[Source records]
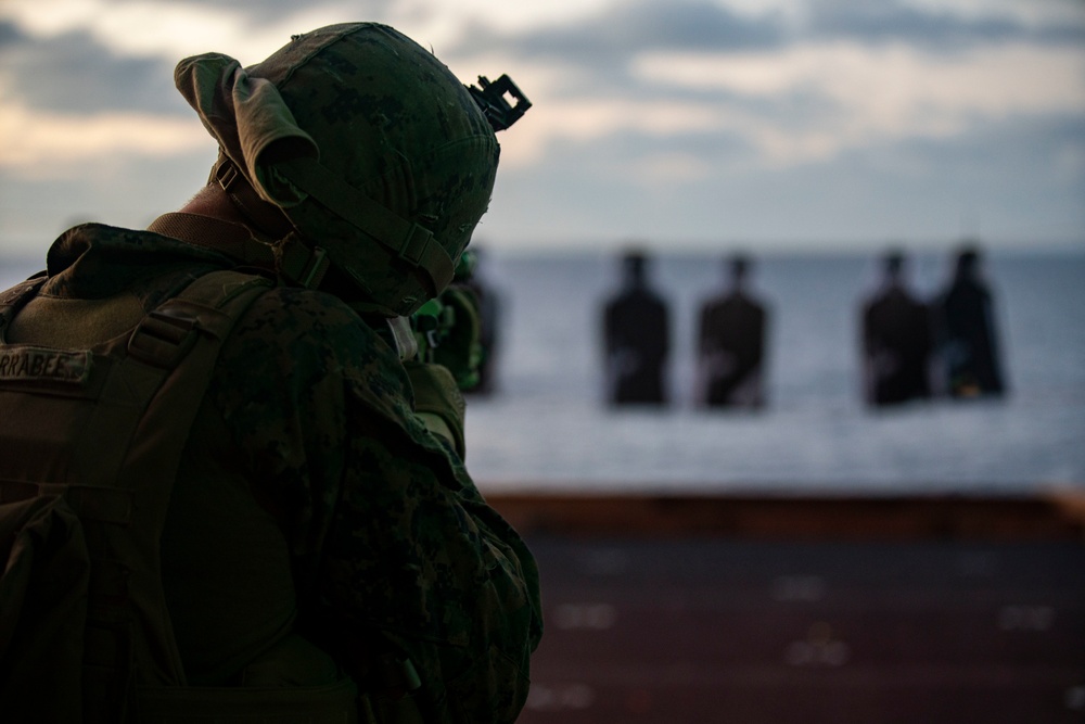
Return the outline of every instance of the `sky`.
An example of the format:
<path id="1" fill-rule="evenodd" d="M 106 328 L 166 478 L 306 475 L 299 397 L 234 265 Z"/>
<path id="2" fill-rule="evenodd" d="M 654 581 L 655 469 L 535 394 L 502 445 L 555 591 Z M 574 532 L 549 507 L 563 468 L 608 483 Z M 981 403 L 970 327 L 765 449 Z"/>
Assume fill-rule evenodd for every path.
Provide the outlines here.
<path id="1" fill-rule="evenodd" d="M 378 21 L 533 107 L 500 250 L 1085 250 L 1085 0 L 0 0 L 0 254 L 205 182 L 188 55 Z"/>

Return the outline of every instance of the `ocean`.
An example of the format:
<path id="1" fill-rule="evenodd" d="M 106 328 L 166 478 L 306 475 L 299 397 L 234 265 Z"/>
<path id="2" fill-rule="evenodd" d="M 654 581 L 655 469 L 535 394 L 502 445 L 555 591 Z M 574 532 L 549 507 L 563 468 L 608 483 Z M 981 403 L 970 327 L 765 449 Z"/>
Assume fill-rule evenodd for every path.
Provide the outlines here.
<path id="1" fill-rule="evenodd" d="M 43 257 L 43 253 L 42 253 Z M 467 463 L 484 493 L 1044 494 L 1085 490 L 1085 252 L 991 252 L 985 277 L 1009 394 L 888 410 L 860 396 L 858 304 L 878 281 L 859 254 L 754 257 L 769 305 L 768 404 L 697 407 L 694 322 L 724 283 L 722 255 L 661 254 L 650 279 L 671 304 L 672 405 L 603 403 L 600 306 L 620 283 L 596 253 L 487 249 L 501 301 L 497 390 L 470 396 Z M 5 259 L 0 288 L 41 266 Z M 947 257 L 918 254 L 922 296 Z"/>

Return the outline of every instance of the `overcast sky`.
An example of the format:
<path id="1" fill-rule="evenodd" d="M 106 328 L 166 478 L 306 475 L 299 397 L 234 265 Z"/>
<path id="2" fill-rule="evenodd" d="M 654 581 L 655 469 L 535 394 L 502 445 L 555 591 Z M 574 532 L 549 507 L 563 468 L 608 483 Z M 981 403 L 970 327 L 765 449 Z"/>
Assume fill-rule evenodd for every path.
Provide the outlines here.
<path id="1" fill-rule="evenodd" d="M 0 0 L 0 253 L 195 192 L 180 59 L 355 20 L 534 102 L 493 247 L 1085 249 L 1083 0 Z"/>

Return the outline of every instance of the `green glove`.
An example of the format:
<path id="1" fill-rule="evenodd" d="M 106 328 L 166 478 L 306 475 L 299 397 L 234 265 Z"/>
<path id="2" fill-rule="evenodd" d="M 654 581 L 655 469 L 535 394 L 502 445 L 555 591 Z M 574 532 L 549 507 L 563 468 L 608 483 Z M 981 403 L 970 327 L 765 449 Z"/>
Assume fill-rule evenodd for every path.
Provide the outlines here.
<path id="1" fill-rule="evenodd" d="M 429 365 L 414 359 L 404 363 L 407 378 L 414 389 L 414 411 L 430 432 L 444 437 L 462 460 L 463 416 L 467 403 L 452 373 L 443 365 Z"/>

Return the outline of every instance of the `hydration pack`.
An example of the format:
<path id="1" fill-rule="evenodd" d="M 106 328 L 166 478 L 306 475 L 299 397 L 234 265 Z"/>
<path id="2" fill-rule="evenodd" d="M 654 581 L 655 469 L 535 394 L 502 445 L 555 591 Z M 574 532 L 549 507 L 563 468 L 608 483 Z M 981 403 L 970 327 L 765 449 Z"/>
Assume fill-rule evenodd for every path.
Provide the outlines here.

* [Instructions for the task]: Copy the rows above line for line, without changing anything, but omit the pictures.

* [Expected answer]:
Return the outline of every instance of the `sky`.
An example of the format:
<path id="1" fill-rule="evenodd" d="M 106 328 L 166 478 L 306 475 L 299 397 L 234 265 Z"/>
<path id="2" fill-rule="evenodd" d="M 654 581 L 655 469 L 535 394 L 502 445 L 555 591 Z M 574 532 L 549 507 L 563 468 L 608 483 Z M 981 403 L 970 327 L 765 449 Z"/>
Assume fill-rule evenodd for every path.
Provide the outlines here.
<path id="1" fill-rule="evenodd" d="M 378 21 L 533 107 L 500 250 L 1085 250 L 1085 0 L 0 0 L 0 254 L 205 182 L 188 55 Z"/>

Return the outline of every instance of the `ocean`.
An example of the format:
<path id="1" fill-rule="evenodd" d="M 106 328 L 166 478 L 306 475 L 299 397 L 234 265 Z"/>
<path id="2" fill-rule="evenodd" d="M 654 581 L 655 469 L 535 394 L 502 445 L 555 591 Z M 574 532 L 549 507 L 563 468 L 608 483 Z M 981 403 L 970 327 L 765 449 Z"/>
Assume fill-rule evenodd for every path.
Provide the outlines here.
<path id="1" fill-rule="evenodd" d="M 43 257 L 43 253 L 42 253 Z M 467 463 L 484 493 L 1044 494 L 1085 490 L 1085 252 L 991 252 L 985 277 L 1009 394 L 888 410 L 860 396 L 858 304 L 878 281 L 859 254 L 754 257 L 769 305 L 768 404 L 697 407 L 694 322 L 724 283 L 722 255 L 661 254 L 650 279 L 671 304 L 672 405 L 603 403 L 600 306 L 620 283 L 596 253 L 487 249 L 501 301 L 497 390 L 470 396 Z M 5 259 L 0 288 L 41 266 Z M 947 257 L 918 254 L 922 296 Z"/>

Return the outline of every instance of the `overcast sky`.
An example of the format:
<path id="1" fill-rule="evenodd" d="M 106 328 L 166 478 L 306 475 L 299 397 L 234 265 Z"/>
<path id="2" fill-rule="evenodd" d="M 654 581 L 655 469 L 535 394 L 502 445 L 555 591 Z M 574 532 L 549 507 L 563 468 L 608 483 Z M 981 403 L 970 327 L 765 449 Z"/>
Assume fill-rule evenodd for every path.
Provide the outlines here.
<path id="1" fill-rule="evenodd" d="M 0 0 L 0 253 L 195 192 L 180 59 L 355 20 L 534 102 L 493 247 L 1085 249 L 1083 0 Z"/>

Return the outline of every instance of the `green glove`.
An example of the format:
<path id="1" fill-rule="evenodd" d="M 106 328 L 166 478 L 306 475 L 299 397 L 234 265 Z"/>
<path id="2" fill-rule="evenodd" d="M 654 581 L 655 469 L 535 394 L 502 445 L 555 591 Z M 574 532 L 549 507 L 563 468 L 608 483 Z M 981 403 L 970 327 L 765 449 Z"/>
Assume fill-rule evenodd for every path.
Provide the outlines here.
<path id="1" fill-rule="evenodd" d="M 429 365 L 414 359 L 404 363 L 407 378 L 414 389 L 414 411 L 430 432 L 444 437 L 462 460 L 463 416 L 467 403 L 452 373 L 443 365 Z"/>

Return the outline of every instance of the `hydration pack`.
An example of the format:
<path id="1" fill-rule="evenodd" d="M 106 328 L 166 478 L 306 475 L 299 397 L 234 265 Z"/>
<path id="2" fill-rule="evenodd" d="M 654 581 L 655 469 L 535 394 L 502 445 L 555 591 Z M 574 532 L 549 507 L 563 468 L 608 483 Z M 981 403 L 970 327 L 765 449 Z"/>
Assume fill-rule evenodd for every path.
Provide the outlines here.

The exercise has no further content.